• _ФРАГМЕНТ ТЕКСТА_
В течение 1936 г. японцы спровоцировали здесь более 40 пограничных инцидентов, которые грозили перерасти в серьезное военное столкновение. Активизировались военные провокации и на западных границах Маньчжоу-Го – с Монгольской Народной Республикой. Эти пограничные столкновения иногда носили характер открытой разведки боем. Японским разведывательным группам часто удавалось углубляться на монгольскую территорию и проводить рекогносцировочные работы по подготовке вторжения со стороны Маньчжурии. Демонстративно провокационные действия сопровождались активизацией антисоветской и антимонгольской пропаганды по радио и в печати в Японии и особенно в Маньчжоу-Го.

23 марта 1935 г. в Токио было подписано «Соглашение между Союзом Советских Социалистических республик и Маньчжоу-Го об уступке Маньчжоу-Го прав Союза Советских Социалистических республик в отношении Китайской Восточной железной дороги (Северо-Маньчжурской железной дороги)». Соглашение состояло из 14 статей, весьма подробно регламентировавших порядок передачи дороги, выплаты выкупной суммы и поставок товаров. В соглашении ничего не говорилось о праве собственности СССР на КВЖД – употреблялась общая формулировка «все права», которые СССР уступает за сумму в 140 млн. иен правительству Маньчжоу-Ди-Го.

Напомним, что переговоры о покупке Японией железной дороги начались с июня 1933 года и завершились почти через два года. Первоначальная цена, которую запрашивала советская сторона – 250 млн. золотых рублей (по курсу того времени это 625 млн. иен), а продана была КВЖД за сумму в четыре раза меньшую.

Напряженность в отношениях между Японией и СССР еще больше возросла после заключения в августе 1937 г. советско-китайского договора о ненападении. Этот период ознаменовался крупными военными авантюрами Токио, осуществляемыми с территории Маньчжоу-Го, прежде всего необъявленной войной на Халхин-Голе в мае-сентябре 1939 г. Однако отпор, который получила японская военщина, позволил сохранить независимость МНР и заставил японское руководство отложить планы «экспансии на север» против Советского Союза.

После заключения в 1936 г. Японией, Италией и Германией агрессивного «антикоминтерновского пакта» со стороны военного руководства Японии стали делаться попытки втянуть в этот пакт и Маньчжоу-Го. Так, 13 ноября 1937 г. командующий Квантунской армией направил совершенно секретную телеграмму товарищу военного министра и заместителю начальника японского генерального штаба. «Я полагаю, – писал командующий Квантунской армии, – что при настоящих обстоятельствах было бы своевременно заставить Маньчжоу-Го присоединиться к указанному пакту… В случае если у вас нет особых возражений, мы бы хотели, чтобы Маньчжоу-Го начала свою дипломатическую деятельность в этом направлении» [114].

Это предложение мотивировалось, в частности, и тем, что такое присоединение помогло бы добиться международного признания государства Маньчжоу-Го.

Однако если японские военные пытались форсировать этот процесс, то дипломаты страны Восходящего Солнца действовали в том же направлении осторожнее и медленнее, но последовательнее.

• _СТРОКИ ДАННЫХ_
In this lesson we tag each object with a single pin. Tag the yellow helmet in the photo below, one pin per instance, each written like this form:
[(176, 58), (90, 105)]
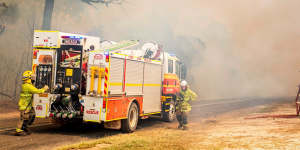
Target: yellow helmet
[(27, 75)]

• _ЗАДАНИЯ И УПРАЖНЕНИЯ_
**a.** Выпишите слово в слово кусок текста о Маньчжоу-Го от «23 марта 1935» до «иен правительству Маньчжоу-Ди-Го.».
**b.** Продолжите текст о Маньчжоу-Го: напишите, что идёт после его последнего предложения.

• _ОТВЕТЫ К ЗАДАНИЯМ_
**a.**
23 марта 1935 г. в Токио было подписано «Соглашение между Союзом Советских Социалистических республик и Маньчжоу-Го об уступке Маньчжоу-Го прав Союза Советских Социалистических республик в отношении Китайской Восточной железной дороги (Северо-Маньчжурской железной дороги)». Соглашение состояло из 14 статей, весьма подробно регламентировавших порядок передачи дороги, выплаты выкупной суммы и поставок товаров. В соглашении ничего не говорилось о праве собственности СССР на КВЖД – употреблялась общая формулировка «все права», которые СССР уступает за сумму в 140 млн. иен правительству Маньчжоу-Ди-Го.

**b.**
Об этом красноречиво может свидетельствовать вторая телеграмма от 15 мая 1938 г. командующего Квантунской армией в японское военное министерство. Ссылаясь на свою первую телеграмму, упомянутую выше, командующий указывает: «Теперь, когда договор о дружбе между Маньчжоу-Го и Германией подписан и дипломатические отношения между двумя странами установлены… необходимо, чтобы Маньчжоу-Го присоединилась возможно скорее к „антикоминтерновскому пакту“» [115].

И, наконец, 24 мая 1938 г. военное министерство дало фактическому хозяину Маньчжурии – командующему японской оккупационной армией долгожданный положительный ответ: «Мы считаем, что будет лучше, если Маньчжоу-Го формально будет просить о вступлении в пакт по собственному желанию, а Япония окажет ей в этом помощь…» [116]. Здесь мы видим, что решается вопрос – как лучше технически обставить вступление Маньчжоу-Го в «антикоминтерновский пакт».

После таких тайных приготовлений правительство Маньчжоу-Го, наконец, вступило в «Антикоминтерновский пакт». Им был подписан в феврале 1939 г. специальный Протокол о пролонгации Пакта против Коминтерна еще на пять лет. В нем говорилось:

«Правительство Японии, Германии, Италии, Венгрии, Маньчжоу-Ди-Го и Испании, констатируя плодотворность пакта, заключенного между ними в целях защиты против вредоносной активности Коминтерна, и общность интересов договаривающихся государств, требующих сплоченного сотрудничества против общего врага, решили пролонгировать означенный пакт и с этой целью постановили следующее:

Статья 1-я.

Пакт против Коминтерна, состоящий из заключенного 25 ноября 1936 года пакта и приложенного к таковому протокола, а также протокола от 6-го ноября 1937 года, и к которому присоединились: Венгрия – по протоколу от 24-го февраля 1939 года, Маньчжоу-Ди-Го – по протоколу от 24-го февраля 1939 года, Испания – по протоколу от 27-го марта 1939 года, – продлить сроком действия на пять лет…» [117].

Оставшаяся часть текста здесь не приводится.